- Problem details
Count the lines in the listing below that contain the string "plastic". Give only the number.

- Material provided

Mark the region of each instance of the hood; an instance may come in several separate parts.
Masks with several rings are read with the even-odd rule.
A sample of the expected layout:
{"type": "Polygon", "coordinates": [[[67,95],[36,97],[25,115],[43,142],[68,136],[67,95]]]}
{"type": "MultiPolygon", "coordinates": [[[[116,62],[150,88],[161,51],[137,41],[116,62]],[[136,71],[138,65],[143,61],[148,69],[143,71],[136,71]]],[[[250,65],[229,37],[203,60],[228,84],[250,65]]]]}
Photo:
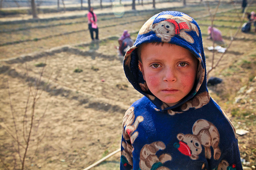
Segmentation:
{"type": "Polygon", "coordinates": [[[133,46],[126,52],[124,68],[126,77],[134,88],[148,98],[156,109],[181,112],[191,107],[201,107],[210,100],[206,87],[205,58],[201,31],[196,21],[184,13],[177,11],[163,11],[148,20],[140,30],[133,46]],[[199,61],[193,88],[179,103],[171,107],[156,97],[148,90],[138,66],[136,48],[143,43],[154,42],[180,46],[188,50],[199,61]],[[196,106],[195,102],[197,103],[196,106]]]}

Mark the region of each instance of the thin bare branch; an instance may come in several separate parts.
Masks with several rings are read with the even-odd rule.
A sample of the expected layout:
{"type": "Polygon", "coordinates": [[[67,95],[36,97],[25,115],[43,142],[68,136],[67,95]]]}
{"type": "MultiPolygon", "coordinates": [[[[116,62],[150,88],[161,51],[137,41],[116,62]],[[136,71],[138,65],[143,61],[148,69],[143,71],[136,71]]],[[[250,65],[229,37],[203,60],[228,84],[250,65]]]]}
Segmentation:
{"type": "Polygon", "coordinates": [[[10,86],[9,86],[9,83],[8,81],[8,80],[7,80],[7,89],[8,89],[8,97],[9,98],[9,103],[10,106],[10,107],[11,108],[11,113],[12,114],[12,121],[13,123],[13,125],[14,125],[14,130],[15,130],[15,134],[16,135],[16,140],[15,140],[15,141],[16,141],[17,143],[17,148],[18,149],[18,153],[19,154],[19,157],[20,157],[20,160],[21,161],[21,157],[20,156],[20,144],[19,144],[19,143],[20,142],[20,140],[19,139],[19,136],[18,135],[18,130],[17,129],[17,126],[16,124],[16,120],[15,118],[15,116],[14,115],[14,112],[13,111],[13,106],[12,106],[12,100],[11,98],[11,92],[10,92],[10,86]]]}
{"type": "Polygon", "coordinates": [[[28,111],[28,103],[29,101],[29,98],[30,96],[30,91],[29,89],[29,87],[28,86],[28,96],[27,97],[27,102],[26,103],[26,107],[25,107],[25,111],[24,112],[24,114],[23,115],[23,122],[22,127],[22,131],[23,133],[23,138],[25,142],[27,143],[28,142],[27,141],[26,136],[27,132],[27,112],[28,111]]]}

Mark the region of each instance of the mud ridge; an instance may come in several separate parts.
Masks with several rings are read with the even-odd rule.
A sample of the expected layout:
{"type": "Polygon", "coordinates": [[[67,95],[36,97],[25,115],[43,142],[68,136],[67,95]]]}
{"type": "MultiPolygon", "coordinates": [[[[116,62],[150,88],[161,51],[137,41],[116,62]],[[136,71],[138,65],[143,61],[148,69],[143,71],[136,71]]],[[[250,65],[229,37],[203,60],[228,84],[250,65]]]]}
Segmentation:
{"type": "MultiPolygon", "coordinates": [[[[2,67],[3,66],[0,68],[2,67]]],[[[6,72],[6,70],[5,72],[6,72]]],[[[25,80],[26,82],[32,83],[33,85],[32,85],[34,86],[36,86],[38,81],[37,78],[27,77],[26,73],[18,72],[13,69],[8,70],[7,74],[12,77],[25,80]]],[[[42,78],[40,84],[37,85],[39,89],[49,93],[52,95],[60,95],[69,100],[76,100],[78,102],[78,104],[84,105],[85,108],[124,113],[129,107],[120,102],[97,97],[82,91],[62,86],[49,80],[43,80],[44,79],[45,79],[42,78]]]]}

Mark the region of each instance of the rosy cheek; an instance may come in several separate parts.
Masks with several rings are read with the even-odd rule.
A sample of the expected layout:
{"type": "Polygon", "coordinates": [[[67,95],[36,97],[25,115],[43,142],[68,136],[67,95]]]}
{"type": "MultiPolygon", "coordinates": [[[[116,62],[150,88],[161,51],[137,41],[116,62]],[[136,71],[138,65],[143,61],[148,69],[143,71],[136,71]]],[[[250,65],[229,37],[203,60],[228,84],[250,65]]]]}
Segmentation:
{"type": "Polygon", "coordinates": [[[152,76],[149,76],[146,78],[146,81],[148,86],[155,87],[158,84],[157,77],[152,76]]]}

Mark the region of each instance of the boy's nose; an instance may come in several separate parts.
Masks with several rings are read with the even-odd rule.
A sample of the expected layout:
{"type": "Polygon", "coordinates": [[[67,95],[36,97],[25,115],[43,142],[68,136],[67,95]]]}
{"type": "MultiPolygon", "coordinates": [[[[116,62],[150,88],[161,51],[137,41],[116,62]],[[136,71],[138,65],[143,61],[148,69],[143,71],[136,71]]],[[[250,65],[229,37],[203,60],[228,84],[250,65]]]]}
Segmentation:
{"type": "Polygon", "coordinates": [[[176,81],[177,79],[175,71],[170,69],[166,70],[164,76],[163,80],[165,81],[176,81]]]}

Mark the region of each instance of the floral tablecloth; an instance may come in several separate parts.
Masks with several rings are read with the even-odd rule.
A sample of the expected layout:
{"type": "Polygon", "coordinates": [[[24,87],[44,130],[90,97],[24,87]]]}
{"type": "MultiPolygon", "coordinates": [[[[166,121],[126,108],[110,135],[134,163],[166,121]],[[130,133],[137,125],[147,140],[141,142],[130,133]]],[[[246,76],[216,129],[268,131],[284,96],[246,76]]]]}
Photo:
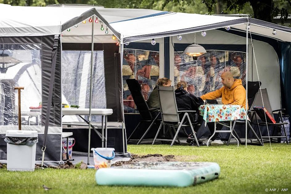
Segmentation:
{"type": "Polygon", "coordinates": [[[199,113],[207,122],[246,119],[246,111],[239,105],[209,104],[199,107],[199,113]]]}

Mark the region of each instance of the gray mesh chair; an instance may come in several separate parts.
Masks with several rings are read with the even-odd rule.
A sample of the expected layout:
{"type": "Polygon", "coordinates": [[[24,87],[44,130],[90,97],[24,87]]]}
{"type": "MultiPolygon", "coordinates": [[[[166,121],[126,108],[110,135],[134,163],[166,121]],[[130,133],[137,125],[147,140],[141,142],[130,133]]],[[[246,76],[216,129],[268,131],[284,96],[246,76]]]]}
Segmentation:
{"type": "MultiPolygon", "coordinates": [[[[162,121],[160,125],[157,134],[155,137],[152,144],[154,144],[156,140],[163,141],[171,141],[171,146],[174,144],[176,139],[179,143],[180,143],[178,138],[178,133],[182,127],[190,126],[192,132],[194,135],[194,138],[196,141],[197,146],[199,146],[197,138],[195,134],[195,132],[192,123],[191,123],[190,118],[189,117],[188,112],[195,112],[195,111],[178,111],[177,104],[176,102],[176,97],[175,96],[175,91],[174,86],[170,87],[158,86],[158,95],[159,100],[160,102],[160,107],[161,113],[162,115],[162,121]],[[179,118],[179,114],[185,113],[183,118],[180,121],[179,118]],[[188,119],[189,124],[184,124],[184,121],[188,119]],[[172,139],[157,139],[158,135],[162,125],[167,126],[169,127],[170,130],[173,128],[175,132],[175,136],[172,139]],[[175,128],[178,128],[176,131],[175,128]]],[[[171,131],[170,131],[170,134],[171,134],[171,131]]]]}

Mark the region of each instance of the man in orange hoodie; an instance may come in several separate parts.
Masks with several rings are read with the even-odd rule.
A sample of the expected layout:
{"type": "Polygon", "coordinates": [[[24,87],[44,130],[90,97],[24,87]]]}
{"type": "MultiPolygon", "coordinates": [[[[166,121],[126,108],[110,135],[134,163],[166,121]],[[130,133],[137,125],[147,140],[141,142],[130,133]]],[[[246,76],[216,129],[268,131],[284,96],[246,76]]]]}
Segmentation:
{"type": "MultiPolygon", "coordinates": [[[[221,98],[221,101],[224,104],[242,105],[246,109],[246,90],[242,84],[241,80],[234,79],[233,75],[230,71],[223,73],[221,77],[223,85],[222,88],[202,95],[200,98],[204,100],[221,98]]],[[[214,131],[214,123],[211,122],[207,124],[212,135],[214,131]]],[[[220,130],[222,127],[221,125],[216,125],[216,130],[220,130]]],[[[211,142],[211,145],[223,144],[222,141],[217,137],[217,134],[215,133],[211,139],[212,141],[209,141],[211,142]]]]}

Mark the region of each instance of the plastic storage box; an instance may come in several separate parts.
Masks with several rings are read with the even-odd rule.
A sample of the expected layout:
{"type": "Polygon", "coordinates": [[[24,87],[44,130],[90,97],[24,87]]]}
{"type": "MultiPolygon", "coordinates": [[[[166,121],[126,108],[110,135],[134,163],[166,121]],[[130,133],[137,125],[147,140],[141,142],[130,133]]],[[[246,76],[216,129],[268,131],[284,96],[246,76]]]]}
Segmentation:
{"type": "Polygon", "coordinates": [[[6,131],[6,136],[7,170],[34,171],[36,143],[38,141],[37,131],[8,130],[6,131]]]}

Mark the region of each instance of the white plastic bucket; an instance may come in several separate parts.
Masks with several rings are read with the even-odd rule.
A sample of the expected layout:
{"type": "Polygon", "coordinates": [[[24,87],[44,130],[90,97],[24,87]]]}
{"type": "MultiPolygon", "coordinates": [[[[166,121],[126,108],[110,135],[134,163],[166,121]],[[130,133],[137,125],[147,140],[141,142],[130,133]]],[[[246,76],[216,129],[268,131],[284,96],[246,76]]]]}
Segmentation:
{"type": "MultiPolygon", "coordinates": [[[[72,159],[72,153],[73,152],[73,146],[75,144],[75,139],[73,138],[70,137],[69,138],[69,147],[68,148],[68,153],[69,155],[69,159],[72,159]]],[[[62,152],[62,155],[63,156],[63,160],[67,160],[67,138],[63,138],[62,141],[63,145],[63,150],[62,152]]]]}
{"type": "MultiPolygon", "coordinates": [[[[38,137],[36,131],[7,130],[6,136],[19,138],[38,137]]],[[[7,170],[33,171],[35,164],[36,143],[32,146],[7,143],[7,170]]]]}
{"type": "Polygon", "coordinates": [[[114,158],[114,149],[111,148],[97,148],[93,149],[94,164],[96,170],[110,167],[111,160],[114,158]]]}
* * *
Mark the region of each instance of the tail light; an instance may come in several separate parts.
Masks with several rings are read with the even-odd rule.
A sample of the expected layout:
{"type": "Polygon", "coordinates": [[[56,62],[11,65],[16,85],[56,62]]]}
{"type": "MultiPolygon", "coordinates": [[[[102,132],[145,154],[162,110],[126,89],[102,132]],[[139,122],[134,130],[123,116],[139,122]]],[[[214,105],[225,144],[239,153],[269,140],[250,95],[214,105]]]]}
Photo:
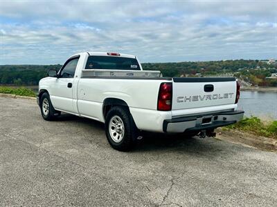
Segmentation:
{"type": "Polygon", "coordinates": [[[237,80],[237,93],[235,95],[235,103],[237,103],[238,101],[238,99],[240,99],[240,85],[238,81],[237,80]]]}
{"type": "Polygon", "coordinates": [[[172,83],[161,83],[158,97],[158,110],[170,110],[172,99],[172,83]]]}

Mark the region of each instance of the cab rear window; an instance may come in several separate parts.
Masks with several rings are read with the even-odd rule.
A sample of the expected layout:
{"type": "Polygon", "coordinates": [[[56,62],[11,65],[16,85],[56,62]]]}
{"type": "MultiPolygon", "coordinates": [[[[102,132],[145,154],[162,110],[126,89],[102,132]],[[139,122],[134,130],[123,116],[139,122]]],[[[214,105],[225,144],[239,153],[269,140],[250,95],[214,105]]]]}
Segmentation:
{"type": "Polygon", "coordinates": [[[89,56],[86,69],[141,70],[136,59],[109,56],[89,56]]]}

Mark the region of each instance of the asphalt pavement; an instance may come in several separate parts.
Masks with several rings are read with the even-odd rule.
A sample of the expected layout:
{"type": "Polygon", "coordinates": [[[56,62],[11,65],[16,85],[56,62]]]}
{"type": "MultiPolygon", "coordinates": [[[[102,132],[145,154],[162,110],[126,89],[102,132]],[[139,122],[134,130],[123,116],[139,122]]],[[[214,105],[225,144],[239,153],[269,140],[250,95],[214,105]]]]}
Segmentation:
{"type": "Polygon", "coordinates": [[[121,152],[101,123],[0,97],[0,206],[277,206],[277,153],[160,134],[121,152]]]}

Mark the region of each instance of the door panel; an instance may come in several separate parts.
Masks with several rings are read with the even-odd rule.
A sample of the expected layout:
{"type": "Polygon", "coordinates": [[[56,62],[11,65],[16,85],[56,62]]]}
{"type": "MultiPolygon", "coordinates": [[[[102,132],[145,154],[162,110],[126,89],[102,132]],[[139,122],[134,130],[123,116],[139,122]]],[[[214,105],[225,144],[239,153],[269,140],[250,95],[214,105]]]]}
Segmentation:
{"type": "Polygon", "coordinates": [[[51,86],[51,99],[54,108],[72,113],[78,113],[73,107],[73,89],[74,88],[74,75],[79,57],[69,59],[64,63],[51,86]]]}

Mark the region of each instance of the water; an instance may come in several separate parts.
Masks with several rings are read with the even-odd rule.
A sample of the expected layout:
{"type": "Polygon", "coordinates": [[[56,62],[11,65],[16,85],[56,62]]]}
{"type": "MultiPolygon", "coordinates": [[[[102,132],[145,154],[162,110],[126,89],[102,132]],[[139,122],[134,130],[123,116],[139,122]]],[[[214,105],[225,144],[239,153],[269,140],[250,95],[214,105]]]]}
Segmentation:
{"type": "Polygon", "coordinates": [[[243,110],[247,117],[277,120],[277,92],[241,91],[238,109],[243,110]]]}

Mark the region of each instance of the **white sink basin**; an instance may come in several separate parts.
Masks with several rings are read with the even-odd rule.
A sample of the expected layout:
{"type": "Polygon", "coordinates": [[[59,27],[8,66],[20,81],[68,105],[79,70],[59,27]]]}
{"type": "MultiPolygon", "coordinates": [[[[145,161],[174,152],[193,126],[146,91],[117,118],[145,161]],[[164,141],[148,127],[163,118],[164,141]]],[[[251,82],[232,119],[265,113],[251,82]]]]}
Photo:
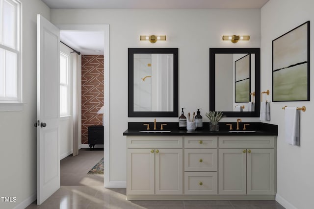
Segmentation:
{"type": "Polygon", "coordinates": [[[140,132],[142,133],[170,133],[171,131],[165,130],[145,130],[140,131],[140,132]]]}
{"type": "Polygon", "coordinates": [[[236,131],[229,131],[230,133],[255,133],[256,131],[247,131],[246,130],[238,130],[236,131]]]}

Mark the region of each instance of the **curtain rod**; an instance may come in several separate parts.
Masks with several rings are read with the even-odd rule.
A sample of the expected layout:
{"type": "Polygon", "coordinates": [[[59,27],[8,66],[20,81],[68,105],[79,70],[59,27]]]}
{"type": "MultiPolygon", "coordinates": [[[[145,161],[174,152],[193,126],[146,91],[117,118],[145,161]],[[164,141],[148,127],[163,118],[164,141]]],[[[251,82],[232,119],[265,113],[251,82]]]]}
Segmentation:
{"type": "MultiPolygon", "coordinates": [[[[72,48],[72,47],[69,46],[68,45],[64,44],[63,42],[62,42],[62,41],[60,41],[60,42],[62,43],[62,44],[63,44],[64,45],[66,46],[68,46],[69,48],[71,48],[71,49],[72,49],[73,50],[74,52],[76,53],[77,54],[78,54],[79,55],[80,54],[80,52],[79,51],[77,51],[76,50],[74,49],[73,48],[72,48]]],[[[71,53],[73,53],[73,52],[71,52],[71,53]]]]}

- Answer to the problem
2